*Source*:
-----
Jean-François Pradeau : « Pour Platon, il faut que la mort travaille la vie »

[Cet entretien est initialement paru dans PHILITT #7]

Jean-François Pradeau est professeur de philosophie à l’université Jean-Moulin-Lyon III. Il dirige la Revue des études platoniciennes qu’il a créée en 2004. Il a notamment publié Platon et l’imitation (Aubier, 2009) et, avec Luc Brisson, un Dictionnaire Platon (Vrin, 2007). En nous interrogeant sur la conception de la mort dominante dans la Grèce antique, nous avons voulu souligner l’originalité du postulat – dont le christianisme a très largement hérité – de l’immortalité de l’âme formulée par Platon dans le Phédon.

Jean-François Pradeau ©Nicolas Righetti

PHILITT : Dans la tradition homérique, les hommes qui trépassent deviennent des ombres qui errent dans l’Hadès. La mortalité des âmes humaines est-elle une façon de séparer radicalement les hommes des dieux en insistant sur la finitude des premiers ?
-----
*Extraits du matériel*:
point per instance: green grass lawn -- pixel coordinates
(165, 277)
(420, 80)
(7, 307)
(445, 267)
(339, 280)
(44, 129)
-----
*Exercice*:
Relevez toutes les années citées dans la présentation de l'entretien avec Jean-François Pradeau, et dites à quoi chacune se rapporte. Le matériel n'a aucun rôle dans cet exercice.

*Réponse attendue*:
- 2004 : création de la Revue des études platoniciennes
- 2009 : parution de Platon et l'imitation (Aubier)
- 2007 : parution du Dictionnaire Platon, avec Luc Brisson (Vrin)